Von der Lachnummer zum gefürchteten Gegner: Englands Nationalteam legt eine beeindruckende Transformation hin. Das weiß auch Jogi Löw – und warnt.
„30 years of hurt never stopped me dreaming.“
Wer kennt sie nicht, die Zeile aus dem Sehnsuchts-Lied „Three Lions“ von den „Lightning Seeds“? Der Song erschien 1996, kurz vor der Europameisterschaft in England. Zwei Jahre später – das Mutterland des Fußballs war bei der EM erst im Halbfinale an Deutschland gescheitert – brachte die Britpop-Band eine neue, optimistischere Fassung auf den Markt: „No more years of hurt“, hieß es darin. Doch das war naiv. Das Warten auf einen großen Titel ging weiter. Und weiter. Inzwischen liegt Englands Triumph bei der Heim-WM 1966 schon mehr als 51 Jahre zurück. Um die „Lightning Seeds“ ist es ebenfalls still geworden.
Doch die Zeit des Schmerzes und des Wartens könnte bald vorbei sein – orakelt zumindest Jogi Löw vor dem Testspiel gegen England heute (21 Uhr) in Wembley: „England ist U20-Weltmeister und gerade auch U17-Weltmeister geworden“, warnte der Bundestrainer neulich im „Sportstudio“: „Sie haben sehr viele gute junge Spieler, eine starke Liga. Wenn sie es einmal schaffen, als starke Mannschaft aufzutreten, gehören sie mit zu den WM-Favoriten.“
Was Löw nicht sagte: Ausgerechnet das peinliche Aus im EM-Achtelfinale 2016 gegen Island (1:2) könnte als Wendepunkt in die englische Geschichte eingehen. Während sich Rooney & Co. in Frankreich nach Kräften blamierten, hatte der nationale Verband FA längst das Ruder herumgerissen und entwickelte sich auf Nachwuchsebene zuerst heimlich, später unheimlich kraftvoll zur neuen, alten Fußball-Weltmacht. Englands U20-WM-Titel im Juni dieses Jahres war ein erstes Ausrufungszeichen. Der Triumph bei der U17-WM im Oktober unterstrich die Ambitionen der FA dick und fett – und in Leuchtfarbe.

▶ **AUFGABENSTELLUNG**:
Beantworte die folgenden Fragen mithilfe des Lesetexts.
(a) In welchem Jahr erschien der Song „Three Lions“?
(b) Gegen welche Mannschaft schied England im EM-Achtelfinale 2016 aus, und mit welchem Ergebnis?
(c) In welchem Monat gewann England die U17-WM?

▶ **ANGEZEIGTE DATEN**:
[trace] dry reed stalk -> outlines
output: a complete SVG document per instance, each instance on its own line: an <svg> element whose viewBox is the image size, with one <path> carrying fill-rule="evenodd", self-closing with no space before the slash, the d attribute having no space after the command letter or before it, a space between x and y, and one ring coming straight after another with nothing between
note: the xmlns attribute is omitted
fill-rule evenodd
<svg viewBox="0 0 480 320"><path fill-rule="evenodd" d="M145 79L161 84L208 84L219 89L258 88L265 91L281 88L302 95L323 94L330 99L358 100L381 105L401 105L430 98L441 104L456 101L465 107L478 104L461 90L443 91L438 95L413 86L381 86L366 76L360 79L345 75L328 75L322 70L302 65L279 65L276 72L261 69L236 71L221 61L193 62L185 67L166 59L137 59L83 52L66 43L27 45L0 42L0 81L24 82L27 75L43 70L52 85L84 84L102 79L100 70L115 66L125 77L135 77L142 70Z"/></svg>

▶ **LÖSUNG**:
(a) 1996
(b) Gegen Island, mit 1:2
(c) Im Oktober